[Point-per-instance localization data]
%%
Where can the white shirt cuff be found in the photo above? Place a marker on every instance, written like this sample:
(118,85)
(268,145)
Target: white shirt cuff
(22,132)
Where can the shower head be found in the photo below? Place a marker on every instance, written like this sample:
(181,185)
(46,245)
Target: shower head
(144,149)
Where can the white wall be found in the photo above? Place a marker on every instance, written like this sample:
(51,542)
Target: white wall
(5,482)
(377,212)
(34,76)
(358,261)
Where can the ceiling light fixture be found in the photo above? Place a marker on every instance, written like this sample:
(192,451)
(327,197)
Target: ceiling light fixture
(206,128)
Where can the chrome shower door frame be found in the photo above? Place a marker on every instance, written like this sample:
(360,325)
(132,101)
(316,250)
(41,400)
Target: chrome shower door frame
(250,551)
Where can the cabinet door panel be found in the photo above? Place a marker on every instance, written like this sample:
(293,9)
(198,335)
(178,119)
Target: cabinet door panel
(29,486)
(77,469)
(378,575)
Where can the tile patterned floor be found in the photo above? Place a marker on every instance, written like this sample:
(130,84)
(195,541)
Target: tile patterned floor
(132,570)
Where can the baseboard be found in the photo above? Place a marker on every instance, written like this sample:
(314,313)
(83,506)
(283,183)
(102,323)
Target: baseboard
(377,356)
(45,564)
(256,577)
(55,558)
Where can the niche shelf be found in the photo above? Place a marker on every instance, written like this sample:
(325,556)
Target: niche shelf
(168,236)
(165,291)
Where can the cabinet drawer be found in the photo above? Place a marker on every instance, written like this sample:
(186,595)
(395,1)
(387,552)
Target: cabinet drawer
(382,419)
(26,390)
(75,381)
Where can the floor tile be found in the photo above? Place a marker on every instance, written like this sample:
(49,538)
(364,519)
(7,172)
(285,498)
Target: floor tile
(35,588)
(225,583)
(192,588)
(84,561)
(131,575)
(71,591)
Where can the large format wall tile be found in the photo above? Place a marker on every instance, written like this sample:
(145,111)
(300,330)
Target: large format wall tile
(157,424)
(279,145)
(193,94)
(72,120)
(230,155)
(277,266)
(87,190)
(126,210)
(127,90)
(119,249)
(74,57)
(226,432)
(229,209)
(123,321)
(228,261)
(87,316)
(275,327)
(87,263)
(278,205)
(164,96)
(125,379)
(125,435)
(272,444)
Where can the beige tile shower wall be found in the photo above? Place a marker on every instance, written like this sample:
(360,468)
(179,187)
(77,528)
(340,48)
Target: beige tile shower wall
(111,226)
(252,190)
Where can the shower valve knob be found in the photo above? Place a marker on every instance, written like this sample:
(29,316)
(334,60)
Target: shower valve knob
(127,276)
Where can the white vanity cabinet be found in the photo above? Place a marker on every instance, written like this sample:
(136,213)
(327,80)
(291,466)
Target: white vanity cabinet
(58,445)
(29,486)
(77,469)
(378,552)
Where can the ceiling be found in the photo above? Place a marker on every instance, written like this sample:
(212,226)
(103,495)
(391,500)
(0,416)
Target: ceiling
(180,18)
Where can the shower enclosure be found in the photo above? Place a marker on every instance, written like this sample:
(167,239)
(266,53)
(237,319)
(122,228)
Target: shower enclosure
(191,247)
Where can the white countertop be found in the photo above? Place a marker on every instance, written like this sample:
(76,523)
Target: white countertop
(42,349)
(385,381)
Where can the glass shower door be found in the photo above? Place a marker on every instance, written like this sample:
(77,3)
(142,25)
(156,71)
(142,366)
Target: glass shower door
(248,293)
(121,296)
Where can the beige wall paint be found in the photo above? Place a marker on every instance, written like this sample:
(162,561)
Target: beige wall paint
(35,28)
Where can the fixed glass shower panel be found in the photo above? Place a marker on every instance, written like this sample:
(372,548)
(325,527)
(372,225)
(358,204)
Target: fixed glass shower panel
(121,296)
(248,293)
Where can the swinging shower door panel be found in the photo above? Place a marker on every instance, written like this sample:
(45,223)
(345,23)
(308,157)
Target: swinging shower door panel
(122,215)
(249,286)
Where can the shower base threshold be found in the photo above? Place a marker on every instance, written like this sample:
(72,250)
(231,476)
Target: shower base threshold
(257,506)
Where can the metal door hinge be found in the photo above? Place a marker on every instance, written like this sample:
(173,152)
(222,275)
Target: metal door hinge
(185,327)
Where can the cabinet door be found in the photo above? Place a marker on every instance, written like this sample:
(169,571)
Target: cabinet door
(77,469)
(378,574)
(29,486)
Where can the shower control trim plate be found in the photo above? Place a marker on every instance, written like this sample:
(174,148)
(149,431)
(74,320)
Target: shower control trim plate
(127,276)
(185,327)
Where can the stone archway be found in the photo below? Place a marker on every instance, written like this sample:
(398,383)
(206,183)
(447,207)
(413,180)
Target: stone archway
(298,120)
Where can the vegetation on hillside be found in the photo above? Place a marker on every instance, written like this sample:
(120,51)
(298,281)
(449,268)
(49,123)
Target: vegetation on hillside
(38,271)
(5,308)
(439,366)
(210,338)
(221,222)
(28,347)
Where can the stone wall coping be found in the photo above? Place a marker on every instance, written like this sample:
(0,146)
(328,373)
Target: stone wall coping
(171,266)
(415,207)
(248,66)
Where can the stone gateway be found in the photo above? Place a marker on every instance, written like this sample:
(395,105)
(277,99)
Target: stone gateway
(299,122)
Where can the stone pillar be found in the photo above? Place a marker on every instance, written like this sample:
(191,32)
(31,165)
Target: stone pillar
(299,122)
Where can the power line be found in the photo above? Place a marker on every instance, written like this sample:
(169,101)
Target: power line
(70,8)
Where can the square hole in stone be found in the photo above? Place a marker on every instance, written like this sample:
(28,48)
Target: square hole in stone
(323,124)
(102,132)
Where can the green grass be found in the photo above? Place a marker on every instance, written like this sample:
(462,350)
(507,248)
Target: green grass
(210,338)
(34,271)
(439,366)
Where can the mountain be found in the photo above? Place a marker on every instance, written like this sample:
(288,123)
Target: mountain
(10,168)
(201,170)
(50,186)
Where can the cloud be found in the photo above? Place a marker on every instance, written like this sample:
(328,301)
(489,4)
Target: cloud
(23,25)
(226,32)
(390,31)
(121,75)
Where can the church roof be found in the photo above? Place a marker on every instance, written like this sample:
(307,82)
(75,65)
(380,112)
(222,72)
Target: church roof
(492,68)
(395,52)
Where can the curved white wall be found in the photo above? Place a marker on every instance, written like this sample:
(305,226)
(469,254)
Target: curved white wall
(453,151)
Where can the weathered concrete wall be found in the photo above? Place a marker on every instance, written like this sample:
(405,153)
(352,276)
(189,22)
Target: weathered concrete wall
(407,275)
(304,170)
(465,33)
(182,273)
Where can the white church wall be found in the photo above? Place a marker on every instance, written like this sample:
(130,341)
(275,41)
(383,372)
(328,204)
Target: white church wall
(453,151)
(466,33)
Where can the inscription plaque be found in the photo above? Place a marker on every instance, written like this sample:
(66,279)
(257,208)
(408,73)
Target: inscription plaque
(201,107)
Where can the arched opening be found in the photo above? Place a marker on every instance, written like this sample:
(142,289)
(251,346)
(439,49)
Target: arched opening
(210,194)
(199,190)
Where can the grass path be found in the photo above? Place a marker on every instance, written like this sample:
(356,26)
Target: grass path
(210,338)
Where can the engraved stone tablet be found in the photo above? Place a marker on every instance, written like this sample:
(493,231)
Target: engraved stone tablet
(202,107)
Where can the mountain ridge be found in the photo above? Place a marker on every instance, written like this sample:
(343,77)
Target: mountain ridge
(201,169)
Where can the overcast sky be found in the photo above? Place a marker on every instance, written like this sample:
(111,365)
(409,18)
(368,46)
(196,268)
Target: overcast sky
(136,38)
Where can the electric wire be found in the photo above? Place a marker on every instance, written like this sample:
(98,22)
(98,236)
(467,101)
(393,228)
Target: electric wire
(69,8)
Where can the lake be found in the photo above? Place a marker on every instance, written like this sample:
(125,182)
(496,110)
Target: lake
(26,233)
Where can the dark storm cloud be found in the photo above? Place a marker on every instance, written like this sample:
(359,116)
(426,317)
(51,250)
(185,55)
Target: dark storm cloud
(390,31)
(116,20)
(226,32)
%%
== Work instruction ==
Identify the lines above with the word "below". Copy them.

== Written solution ==
Where can the shower head be found in the photo below? Place a marker on every instance, written like this sample:
Where can the stone archway be found in the photo below? Place a marker on every instance, written like this sample:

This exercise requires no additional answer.